- EXERCISE OBJECTIVE: With spelling and spacing unchanged, write out each line of the material.

- RECORDS SHOWN:
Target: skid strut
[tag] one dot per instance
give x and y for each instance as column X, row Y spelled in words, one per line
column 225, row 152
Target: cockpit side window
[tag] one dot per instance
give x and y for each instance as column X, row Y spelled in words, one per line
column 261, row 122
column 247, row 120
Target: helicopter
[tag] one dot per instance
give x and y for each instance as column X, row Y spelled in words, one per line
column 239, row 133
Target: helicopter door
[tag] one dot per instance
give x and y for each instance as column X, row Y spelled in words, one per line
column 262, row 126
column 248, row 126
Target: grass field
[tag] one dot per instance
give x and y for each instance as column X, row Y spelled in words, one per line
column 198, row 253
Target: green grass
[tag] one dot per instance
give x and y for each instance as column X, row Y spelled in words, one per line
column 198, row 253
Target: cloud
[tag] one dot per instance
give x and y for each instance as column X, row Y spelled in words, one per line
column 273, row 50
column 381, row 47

- SOLUTION TO THE EXERCISE:
Target: skid strut
[tag] one dot per instance
give x and y for each instance as column X, row Y spelled in words, one per line
column 225, row 152
Target: cockpit side window
[tag] one dot per instance
give x and y for each instance as column X, row Y spelled in words, one per line
column 261, row 122
column 247, row 120
Target: helicopter
[tag] one dot per instance
give x and y for each instance as column X, row Y spelled in words, one per line
column 239, row 133
Target: helicopter door
[tag] one dot per instance
give x and y for each instance as column X, row Y spelled in words, one per line
column 262, row 126
column 248, row 126
Target: grass field
[tag] one dot per instance
give x and y for each instance as column X, row Y spelled in words, one per line
column 198, row 253
Target: green grass
[tag] one dot per instance
give x and y for each instance as column X, row Y spelled in words, one per line
column 198, row 253
Target: cloud
[tag] one dot per instance
give x and y for each instance as column X, row Y spelled in words, one per line
column 273, row 50
column 381, row 47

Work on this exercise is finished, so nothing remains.